§ **ОБЯЗАТЕЛЬНОЕ ЗАДАНИЕ 1**
Какую книгу взяла с собой Люба в поездку, описанную в тексте о зимней автобусной поездке?
§ **ОБЯЗАТЕЛЬНОЕ ЗАДАНИЕ 2**
Подхватите текст о зимней поездке на автобусе и продолжите его с того места, на котором он завершается.

§ **ПРИВЕДЕННЫЙ ТЕКСТ**
Поездка началась великолепным зимним днем.
Мы - веселые и, что важно, творческие люди и, не вполне надеясь на разговоры, с собой взяли книги. Я - Евтушенко и Пушкина - долго мучился выбирая.
У Евтушенко книга тяжелая, называется «Мое - самое-самое». Пушкина - сухонький «Евгений Онегин», - я пренебрег экономией поклажи, взял обоих.
А у Любы крохотный сборничек Володи Беляева.
Пушкин и Евтушенко конкуренции с Беляевым не выдержали. Были постепенно мною отложены и забыты. А Беляев прочтен нами со вниманием от корки до корки.
Но и Беляев пострадал.
За окном волшебная сказка: деревья махровые в зимнем серебре. Пронзительно замерзший простор. В небе яркая космическая привлекательность - пронзительность, а мы - молоды, - все это странно и возвышает. Ясно, что за окном очень холодно. Дорога гладкая, автобус движется плавно, покойно - теплый клочок пространства в хрустальной оболочке, и куда-то летит. И мы в нем, живые. Как космонавты, путешественники к иным мирам. Или, как комарики, навсегда замершие в янтаре. Короче, пылинки. Пылинки-то - пылинки, но в каждом сила и вечность. И мы можем усиливать друг друга, и взаимно - жить дольше. Все это странно. Дух торжествует.

§ **СОСТАВ НАБОРА ДАННЫХ**
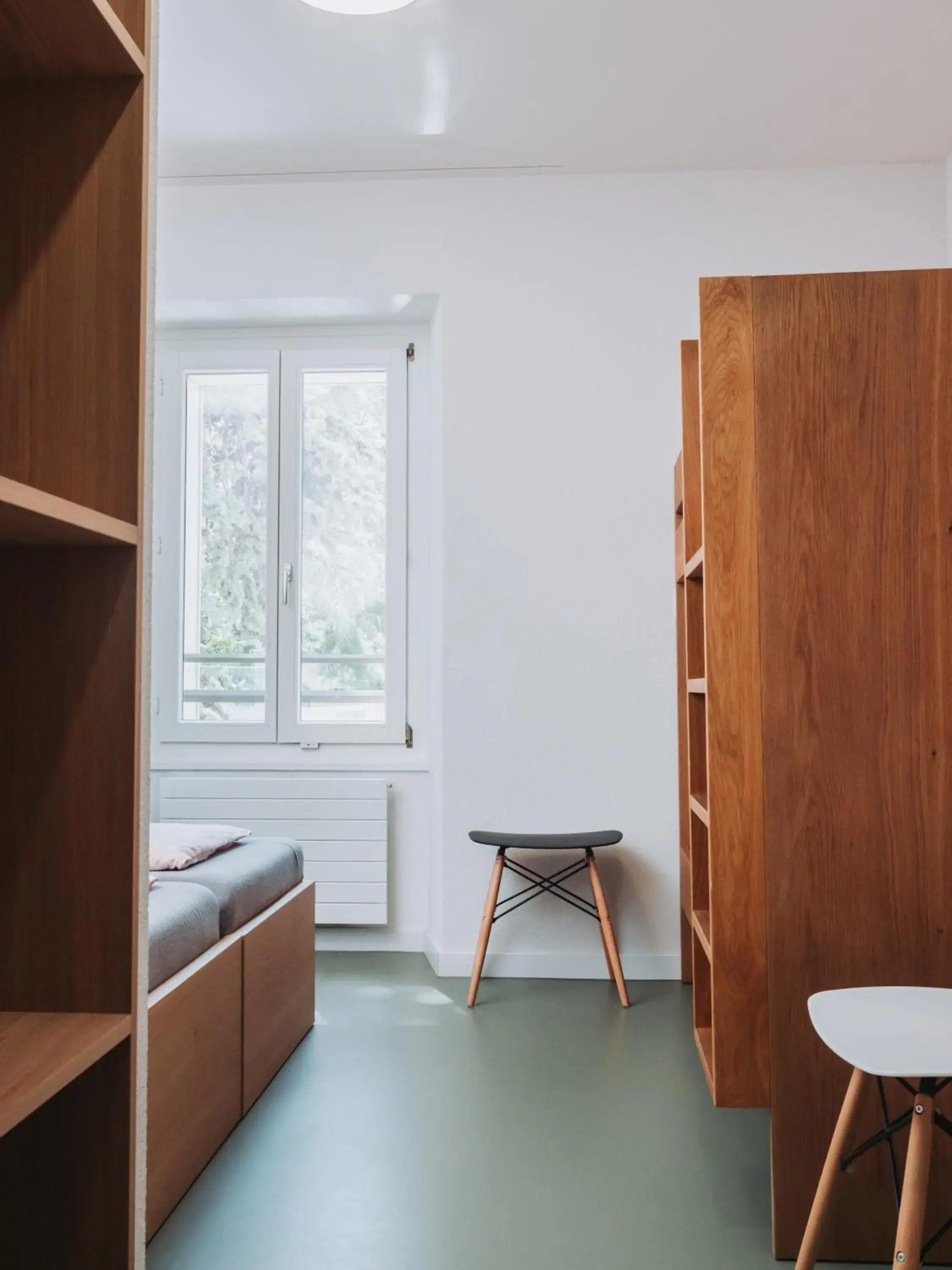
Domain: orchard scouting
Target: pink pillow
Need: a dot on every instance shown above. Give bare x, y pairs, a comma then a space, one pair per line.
177, 846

§ **ОТВЕТ НА ЗАДАНИЕ 1**
Люба взяла крохотный сборничек Володи Беляева.

§ **ОТВЕТ НА ЗАДАНИЕ 2**
Солнце - яркая раскаленная желтая кнопка - немного расплывающаяся по краям. Зима - можно смотреть прямо на солнце. Хочется нажать на эту кнопку, душу охватывает кошмар, что все возможно и целая жизнь еще впереди. Я кстати, заодно смотрю на Любу, любуюсь. Люба тоже красивая, теплая, слегка расплывающаяся. Где-то за горизонтом взгляда у нее спина. Спина, воспетая фотографами, и изнервировавшаяся Либуркина. Люба со мной. Мы вместе. И тоже, хоть она отчасти: девочка-мальчик-слоник - одевающаяся чуть мешковато, как бы наружно избивающая женственность, - тоже она похожа на кнопку. И тоже хочется на нее нажать. Или погладить ласково.
……….
Я увидел, что Люба смотрит в окно, а книжка отложена, и спрашиваю: «Что, Люба, красиво?»
«Я так залюбовалась, что мне даже Беляева противно читать». - Восторженно отвечает Люба. Но мне за Беляева обидно не стало. Действительно красиво. Да, и минутка - это одна - мирской красоты, а стихи ведь вечны. В том числе, наверное, и беляевские.
Зимняя сказка погасла, мы вернулись к стихам.
Дочитали мы Володину книжку. И сделали вывод. Что некоторые его образы вымучены и смутны. Надо ему еще поработать. А может, и не надо. Но вот кто такой «лжегерострат», с необыкновенной филологической предприимчивостью вставленный в один из текстов - это действительно смешно предполагать. И ветка сакуры, ужимающаяся до размеров бузины, - пожалуй, изрядно надуманная.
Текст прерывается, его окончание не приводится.